» Passage to read:
^^^^^^^^^^^^^^^^

Key Points: Allowable Deductions for Revenus Fonciers (CGI Art. 31)
CGI Art. 31 provides the statutory list of deductible charges. The general CGI Art. 13 principle (expenditure for acquisition/conservation of income) supplements Art. 31 but cannot override its express exclusions: reconstruction and enlargement works are never deductible, even under Art. 13 (CE 30-12-2010 n° 335628).
Works: three-way distinction. Repair and maintenance: deductible for all property types. Improvement works: deductible for residential premises only (exceptions: asbestos protection and disabled access for commercial premises). Construction, reconstruction, enlargement: never deductible.
Loan interest is deductible for loans to acquire, construct, repair, maintain, or improve the property. Capital repayments are never deductible. Interest on construction loans is deductible even though the construction costs themselves are excluded. Life insurance premiums on the loan are not deductible.
Copropriété provisions: two-year mechanism — year N: deduct total provisions paid in N; year N+1: add back provisions deducted in N and deduct actual deductible charges billed by the syndic for N. Only current maintenance provisions qualify; improvement/reconstruction works charges follow the general works rules.

^^^^^^^^^^^^^^^^

» Stored data:
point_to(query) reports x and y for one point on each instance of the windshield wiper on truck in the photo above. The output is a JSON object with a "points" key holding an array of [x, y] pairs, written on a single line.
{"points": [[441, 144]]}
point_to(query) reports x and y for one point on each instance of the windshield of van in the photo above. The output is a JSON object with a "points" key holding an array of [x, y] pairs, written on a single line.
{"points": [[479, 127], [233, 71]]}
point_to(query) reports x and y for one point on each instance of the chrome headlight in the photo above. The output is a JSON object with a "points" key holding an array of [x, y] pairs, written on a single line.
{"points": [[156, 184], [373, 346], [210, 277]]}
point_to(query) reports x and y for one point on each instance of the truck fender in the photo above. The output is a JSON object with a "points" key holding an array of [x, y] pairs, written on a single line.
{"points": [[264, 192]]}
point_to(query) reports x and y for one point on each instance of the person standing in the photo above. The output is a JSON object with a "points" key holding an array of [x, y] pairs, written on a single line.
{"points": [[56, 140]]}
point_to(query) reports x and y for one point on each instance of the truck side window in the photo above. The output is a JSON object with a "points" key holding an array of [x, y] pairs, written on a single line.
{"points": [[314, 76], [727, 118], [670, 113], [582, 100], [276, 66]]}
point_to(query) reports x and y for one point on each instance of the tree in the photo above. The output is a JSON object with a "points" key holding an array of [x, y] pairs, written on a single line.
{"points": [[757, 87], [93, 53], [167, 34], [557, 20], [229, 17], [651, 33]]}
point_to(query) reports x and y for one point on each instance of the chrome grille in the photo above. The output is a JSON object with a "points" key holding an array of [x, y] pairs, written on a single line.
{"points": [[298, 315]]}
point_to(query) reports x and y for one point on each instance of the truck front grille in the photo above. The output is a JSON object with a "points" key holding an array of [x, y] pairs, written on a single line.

^^^^^^^^^^^^^^^^

» Problems to solve:
a) According to the deductions summary, why can't reconstruction or enlargement works be deducted under the general principle of CGI Art. 13?
b) In the deductions summary, which two kinds of improvement works are allowed as exceptions for commercial premises?

» Results for each task:
a) Art. 13 only supplements the statutory list in Art. 31 and cannot override its express exclusions. Art. 31 excludes reconstruction and enlargement works, so they are never deductible, even under Art. 13 (CE 30-12-2010 n° 335628).

b) Asbestos protection and disabled access.